EXERCISE DETAILS>
Rewrite the data from the line containing "of the group" through the line containing "of the throw". Replace "instance" with "occurrence" and leave everything else unchanged.

EXERCISE MATERIAL>

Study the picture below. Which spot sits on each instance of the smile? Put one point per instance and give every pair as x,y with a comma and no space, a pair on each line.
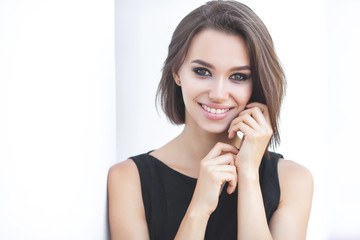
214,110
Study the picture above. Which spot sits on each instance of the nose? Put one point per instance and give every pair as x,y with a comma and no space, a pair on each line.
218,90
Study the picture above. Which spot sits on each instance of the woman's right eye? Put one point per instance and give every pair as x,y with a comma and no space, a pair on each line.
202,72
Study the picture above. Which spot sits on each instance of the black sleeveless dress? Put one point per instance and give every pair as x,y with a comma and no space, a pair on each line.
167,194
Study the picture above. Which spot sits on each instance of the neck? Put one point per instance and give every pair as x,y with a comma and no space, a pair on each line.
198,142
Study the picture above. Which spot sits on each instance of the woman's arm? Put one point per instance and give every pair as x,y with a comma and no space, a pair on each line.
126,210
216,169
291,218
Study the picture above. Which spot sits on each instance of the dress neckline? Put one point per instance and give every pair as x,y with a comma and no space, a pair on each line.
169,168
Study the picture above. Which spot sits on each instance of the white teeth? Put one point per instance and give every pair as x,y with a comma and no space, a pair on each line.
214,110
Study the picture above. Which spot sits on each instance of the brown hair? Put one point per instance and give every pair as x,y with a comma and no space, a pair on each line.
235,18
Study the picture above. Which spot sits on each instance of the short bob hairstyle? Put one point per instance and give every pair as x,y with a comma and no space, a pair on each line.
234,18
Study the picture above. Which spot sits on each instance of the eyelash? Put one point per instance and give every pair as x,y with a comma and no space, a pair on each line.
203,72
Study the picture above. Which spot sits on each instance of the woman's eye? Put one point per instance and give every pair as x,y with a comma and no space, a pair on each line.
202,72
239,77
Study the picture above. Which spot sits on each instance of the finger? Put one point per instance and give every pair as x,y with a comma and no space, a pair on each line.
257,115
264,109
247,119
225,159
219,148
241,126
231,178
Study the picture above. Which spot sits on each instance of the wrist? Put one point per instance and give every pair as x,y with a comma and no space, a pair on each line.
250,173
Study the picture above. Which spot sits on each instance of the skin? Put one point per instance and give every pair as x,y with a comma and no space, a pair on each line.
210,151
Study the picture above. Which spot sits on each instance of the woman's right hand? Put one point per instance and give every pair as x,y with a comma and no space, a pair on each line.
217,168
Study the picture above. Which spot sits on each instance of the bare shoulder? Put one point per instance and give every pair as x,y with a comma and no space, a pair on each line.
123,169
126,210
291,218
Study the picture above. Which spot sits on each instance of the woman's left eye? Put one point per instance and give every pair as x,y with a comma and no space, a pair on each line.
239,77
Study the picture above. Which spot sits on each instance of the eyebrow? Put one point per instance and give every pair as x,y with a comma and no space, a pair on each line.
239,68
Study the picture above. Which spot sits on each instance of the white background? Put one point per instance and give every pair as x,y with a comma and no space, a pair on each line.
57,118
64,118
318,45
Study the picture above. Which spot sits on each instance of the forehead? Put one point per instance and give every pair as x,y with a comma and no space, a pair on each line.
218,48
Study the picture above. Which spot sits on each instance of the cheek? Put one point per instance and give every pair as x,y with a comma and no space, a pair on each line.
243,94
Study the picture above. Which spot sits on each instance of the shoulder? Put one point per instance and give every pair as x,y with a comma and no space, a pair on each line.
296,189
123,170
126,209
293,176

--

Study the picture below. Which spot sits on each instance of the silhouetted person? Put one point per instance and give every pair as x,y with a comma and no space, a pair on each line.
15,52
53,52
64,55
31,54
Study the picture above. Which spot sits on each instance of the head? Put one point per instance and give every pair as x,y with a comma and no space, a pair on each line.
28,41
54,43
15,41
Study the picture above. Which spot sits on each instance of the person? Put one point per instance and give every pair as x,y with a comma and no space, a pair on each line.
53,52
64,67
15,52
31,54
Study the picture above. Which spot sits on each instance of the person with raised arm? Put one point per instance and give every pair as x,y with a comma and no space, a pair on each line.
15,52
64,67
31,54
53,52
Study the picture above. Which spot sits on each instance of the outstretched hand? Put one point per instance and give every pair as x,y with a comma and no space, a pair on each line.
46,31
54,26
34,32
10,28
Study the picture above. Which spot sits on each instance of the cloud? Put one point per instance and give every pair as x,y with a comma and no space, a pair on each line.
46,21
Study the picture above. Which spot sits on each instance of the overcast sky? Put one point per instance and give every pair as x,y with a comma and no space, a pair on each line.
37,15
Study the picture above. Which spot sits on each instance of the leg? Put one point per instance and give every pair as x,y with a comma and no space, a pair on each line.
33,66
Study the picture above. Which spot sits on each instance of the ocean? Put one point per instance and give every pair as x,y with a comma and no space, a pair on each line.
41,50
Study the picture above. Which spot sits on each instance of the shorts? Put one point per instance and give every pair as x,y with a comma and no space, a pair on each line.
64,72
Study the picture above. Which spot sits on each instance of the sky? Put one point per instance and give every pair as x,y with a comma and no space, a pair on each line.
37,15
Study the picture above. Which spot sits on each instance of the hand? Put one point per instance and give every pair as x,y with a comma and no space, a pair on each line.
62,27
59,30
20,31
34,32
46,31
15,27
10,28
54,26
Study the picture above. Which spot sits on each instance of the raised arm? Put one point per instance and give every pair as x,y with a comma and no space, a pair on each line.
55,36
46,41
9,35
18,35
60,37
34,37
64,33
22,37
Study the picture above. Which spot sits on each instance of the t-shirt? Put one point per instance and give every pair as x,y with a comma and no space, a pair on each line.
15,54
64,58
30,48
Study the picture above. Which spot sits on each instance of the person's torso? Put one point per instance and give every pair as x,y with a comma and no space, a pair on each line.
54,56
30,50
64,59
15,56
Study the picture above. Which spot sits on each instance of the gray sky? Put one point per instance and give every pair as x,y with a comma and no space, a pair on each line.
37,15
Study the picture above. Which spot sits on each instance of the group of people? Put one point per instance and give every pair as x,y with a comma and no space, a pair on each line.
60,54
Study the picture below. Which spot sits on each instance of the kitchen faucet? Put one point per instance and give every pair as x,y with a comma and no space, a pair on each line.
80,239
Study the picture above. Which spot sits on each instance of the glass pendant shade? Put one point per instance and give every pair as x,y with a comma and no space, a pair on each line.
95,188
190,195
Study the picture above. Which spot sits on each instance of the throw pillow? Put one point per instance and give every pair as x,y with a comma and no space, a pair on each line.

FINISHED TASK>
Study the picture above. Which spot sits on each occurrence of the group of people? Put one point per occurrence and give every pair as x,y with a comma and no space, a pair on each line.
60,54
Study the picture below. Which spot sits on each occurrence of the kitchen faucet? Put one point per occurrence and give every pair as x,y with a comma and no space, a pair on each line.
80,239
Study the picture above. Which spot sits on each occurrence of the glass pendant shade? Put one point per occurrence and give every pair as x,y with a comma and no space, a pair on each line.
95,188
190,195
Study the picture above. Which spot sits on each occurrence of the throw pillow? Put one point per occurrence and give every pair as x,y with a comma and no space, a pair on each line.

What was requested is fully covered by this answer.